======== Listing

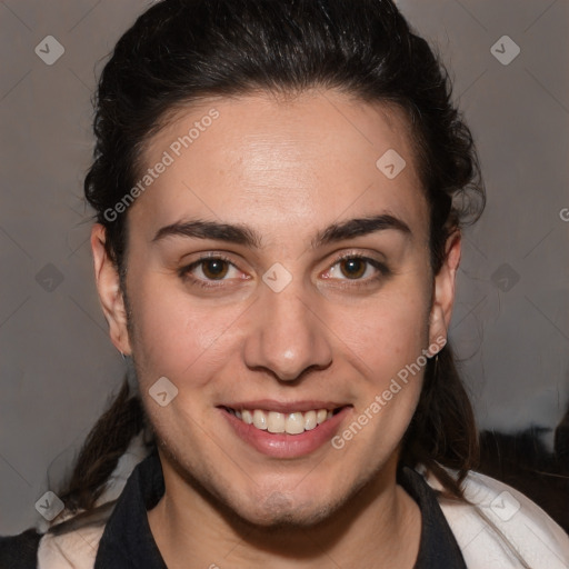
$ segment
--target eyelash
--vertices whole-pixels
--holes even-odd
[[[368,264],[371,264],[375,269],[377,269],[379,271],[379,274],[376,274],[375,277],[371,277],[371,278],[368,278],[365,280],[353,279],[351,284],[345,284],[341,288],[366,287],[366,286],[369,286],[369,283],[371,283],[371,282],[378,281],[382,277],[388,277],[389,274],[391,274],[390,269],[385,263],[382,263],[381,261],[378,261],[377,259],[372,259],[370,257],[366,257],[360,253],[343,254],[343,256],[337,258],[330,267],[335,267],[336,264],[340,263],[341,261],[347,261],[347,260],[351,260],[351,259],[359,259],[359,260],[366,261]],[[238,269],[238,267],[236,267],[236,264],[228,257],[224,257],[221,253],[213,253],[213,254],[202,256],[198,260],[191,262],[190,264],[182,267],[181,269],[179,269],[178,274],[181,279],[190,280],[192,286],[197,284],[198,287],[201,287],[203,289],[216,289],[219,287],[223,287],[223,282],[224,282],[223,280],[204,281],[203,279],[198,279],[198,278],[191,276],[191,271],[194,268],[199,267],[204,261],[211,261],[211,260],[223,261],[223,262],[231,264],[236,269]],[[340,280],[345,280],[345,279],[340,279]],[[350,281],[351,279],[346,279],[346,280]],[[216,282],[216,284],[208,284],[207,282],[210,282],[210,283]]]

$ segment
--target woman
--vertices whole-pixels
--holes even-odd
[[[567,567],[563,531],[473,471],[448,328],[483,187],[392,2],[159,2],[94,132],[96,281],[136,383],[4,563]]]

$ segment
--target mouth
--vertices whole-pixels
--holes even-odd
[[[266,409],[223,409],[246,425],[273,435],[302,435],[311,431],[338,415],[343,407],[333,409],[310,409],[308,411],[279,412]]]
[[[237,438],[256,451],[277,459],[297,459],[325,447],[353,406],[258,401],[219,406],[218,410]]]

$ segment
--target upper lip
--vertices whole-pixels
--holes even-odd
[[[321,400],[303,400],[303,401],[276,401],[274,399],[259,399],[256,401],[241,401],[223,403],[219,407],[228,407],[233,410],[241,409],[261,409],[263,411],[277,411],[280,413],[292,413],[296,411],[306,412],[318,409],[328,409],[332,411],[339,407],[346,407],[348,403],[339,403],[338,401],[321,401]]]

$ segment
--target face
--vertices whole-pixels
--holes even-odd
[[[326,91],[202,102],[149,141],[130,326],[100,226],[91,242],[167,488],[184,478],[251,522],[311,523],[395,476],[459,259],[455,239],[432,274],[410,137],[401,111]],[[376,163],[390,149],[396,177],[395,154]]]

================

- _Exercise prompt_: Transcribe all of the material exactly, leaving out whatever pictures it contains.

- _Response_:
$ segment
--target eyelash
--vertices whole-pixels
--holes even-odd
[[[368,264],[371,264],[375,269],[377,269],[379,271],[379,274],[376,274],[375,277],[371,277],[371,278],[368,278],[365,280],[353,279],[351,284],[345,284],[341,288],[366,287],[366,286],[369,286],[369,283],[371,283],[371,282],[378,281],[382,277],[388,277],[389,274],[391,274],[390,269],[385,263],[382,263],[381,261],[378,261],[377,259],[372,259],[370,257],[366,257],[360,253],[343,254],[343,256],[337,258],[330,267],[335,267],[336,264],[340,263],[341,261],[347,261],[347,260],[351,260],[351,259],[359,259],[359,260],[366,261]],[[238,269],[238,267],[236,267],[236,264],[228,257],[224,257],[221,253],[213,253],[213,254],[202,256],[198,260],[191,262],[190,264],[182,267],[181,269],[179,269],[178,274],[181,279],[190,280],[192,286],[197,284],[198,287],[201,287],[203,289],[216,289],[219,287],[223,287],[223,282],[224,282],[223,280],[204,281],[203,279],[198,279],[198,278],[191,276],[191,271],[194,268],[199,267],[204,261],[211,261],[211,260],[223,261],[223,262],[231,264],[236,269]],[[340,280],[345,280],[345,279],[340,279]],[[350,281],[351,279],[346,279],[346,280]],[[216,282],[216,284],[208,284],[207,282],[210,282],[210,283]]]

$ segment
--target woman
--vertices whole-pixels
--holes even-odd
[[[567,567],[563,531],[473,471],[448,328],[483,187],[392,2],[159,2],[94,132],[96,281],[136,383],[4,563]]]

$ segment
--target mouth
--vertices whole-pixels
--holes even-odd
[[[266,409],[223,409],[246,425],[273,435],[302,435],[311,431],[338,415],[343,407],[333,409],[310,409],[308,411],[279,412]]]
[[[237,438],[256,451],[277,459],[297,459],[325,447],[353,406],[258,401],[219,406],[218,410]]]

$ segment
--target upper lip
--vertices whole-pixels
--holes even-odd
[[[321,400],[303,400],[303,401],[276,401],[274,399],[259,399],[256,401],[241,401],[223,403],[219,407],[228,407],[233,410],[241,409],[261,409],[263,411],[277,411],[280,413],[292,413],[296,411],[306,412],[318,409],[328,409],[332,411],[339,407],[346,407],[348,403],[339,403],[338,401],[321,401]]]

$ segment
--target face
--vertices whole-pixels
--holes even-odd
[[[326,91],[202,102],[149,141],[130,326],[100,226],[91,242],[167,488],[184,478],[251,522],[311,523],[395,476],[459,259],[455,239],[432,274],[410,137],[401,111]],[[376,163],[390,149],[396,177],[395,154]]]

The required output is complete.